### [Data to use]
-- Start --
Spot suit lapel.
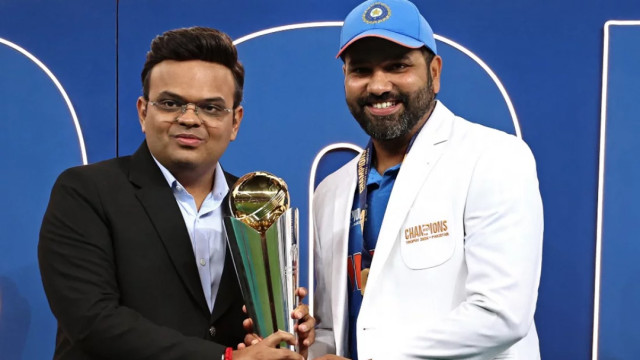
[367,102,454,291]
[129,142,209,314]
[211,178,244,322]
[330,155,360,355]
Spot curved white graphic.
[0,38,88,165]
[233,21,522,138]
[233,21,522,315]
[591,20,640,360]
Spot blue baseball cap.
[336,0,438,58]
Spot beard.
[347,74,435,141]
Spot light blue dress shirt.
[153,158,229,311]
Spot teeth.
[373,101,394,109]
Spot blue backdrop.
[0,0,640,359]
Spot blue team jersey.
[347,164,400,360]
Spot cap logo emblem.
[362,2,391,24]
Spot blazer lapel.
[211,176,244,322]
[367,102,454,292]
[332,155,360,355]
[129,142,209,314]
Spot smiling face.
[137,60,243,180]
[343,37,442,141]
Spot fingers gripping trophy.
[224,172,298,348]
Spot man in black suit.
[38,27,314,360]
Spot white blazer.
[309,102,543,360]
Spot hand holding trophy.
[224,172,298,346]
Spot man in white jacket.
[311,0,543,360]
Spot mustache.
[356,92,409,106]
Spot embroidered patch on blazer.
[403,220,449,244]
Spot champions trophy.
[224,172,298,349]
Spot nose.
[176,104,202,126]
[367,69,393,95]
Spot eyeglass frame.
[147,99,234,122]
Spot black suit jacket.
[38,143,245,360]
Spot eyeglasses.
[149,99,233,122]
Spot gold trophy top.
[229,171,289,233]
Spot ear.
[429,55,442,94]
[231,105,244,141]
[136,96,149,133]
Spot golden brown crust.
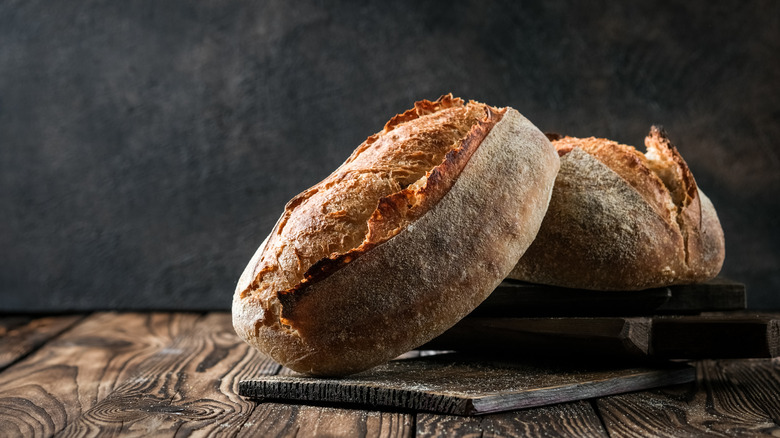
[233,98,558,375]
[510,127,724,290]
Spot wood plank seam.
[0,314,89,372]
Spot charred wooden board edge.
[467,366,696,415]
[238,379,471,415]
[650,314,780,359]
[472,278,747,317]
[421,317,652,357]
[238,365,696,416]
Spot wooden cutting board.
[239,354,696,415]
[421,312,780,359]
[472,278,747,317]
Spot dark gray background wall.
[0,0,780,311]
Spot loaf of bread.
[233,95,559,375]
[510,126,725,290]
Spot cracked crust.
[509,126,725,290]
[233,96,558,375]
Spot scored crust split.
[509,126,725,290]
[233,95,559,375]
-- End --
Please rename "trophy" to "cup" throughout the lines above. Give the lines back with nothing else changed, and leave out the pictures.

### [Correct response]
Spot suit lapel.
[367,102,454,291]
[129,142,209,314]
[211,178,244,322]
[330,155,360,355]
Spot curved white graphic.
[0,38,88,165]
[233,21,522,138]
[233,21,522,315]
[591,20,640,360]
Spot blue baseball cap.
[336,0,438,58]
Spot beard.
[347,74,435,141]
Spot light blue dress shirt.
[153,158,229,311]
Spot teeth.
[373,101,394,109]
Spot blue backdrop.
[0,0,640,359]
Spot blue team jersey.
[347,164,400,360]
Spot cap logo emblem.
[362,2,391,24]
Spot blazer lapel.
[211,176,244,322]
[367,102,454,292]
[332,155,360,355]
[129,142,209,314]
Spot smiling face.
[137,60,243,180]
[343,37,442,141]
Spot fingers gripping cup.
[224,172,298,348]
Spot man in black suit.
[38,27,314,360]
Spot white blazer.
[309,102,543,360]
Spot hand holding cup.
[224,172,298,346]
Spot man in white jacket.
[311,0,543,360]
Spot mustache.
[356,92,409,106]
Spot embroidered patch on blazer.
[403,220,449,244]
Spot champions cup.
[224,172,298,349]
Spot nose.
[176,104,202,126]
[367,69,393,95]
Spot eyeglass frame.
[147,99,234,122]
Spot black suit jacket.
[38,143,245,360]
Spot eyeglasses.
[149,99,233,122]
Spot gold cup top.
[229,171,289,233]
Spot ear.
[429,55,442,94]
[231,105,244,141]
[136,96,149,133]
Spot golden brown crust.
[233,98,558,375]
[510,127,724,290]
Spot wood plank seam.
[0,314,89,372]
Spot charred wooden board edge.
[467,366,696,415]
[238,379,471,415]
[650,314,780,359]
[472,278,747,317]
[421,317,652,357]
[238,365,696,416]
Spot wooden cutting board.
[239,354,696,415]
[421,312,780,359]
[472,278,747,317]
Spot dark gray background wall.
[0,0,780,311]
Spot loaf of bread.
[233,95,559,375]
[510,126,725,290]
Spot cracked crust.
[509,126,725,290]
[233,96,558,375]
Spot scored crust split.
[509,126,725,290]
[233,95,559,375]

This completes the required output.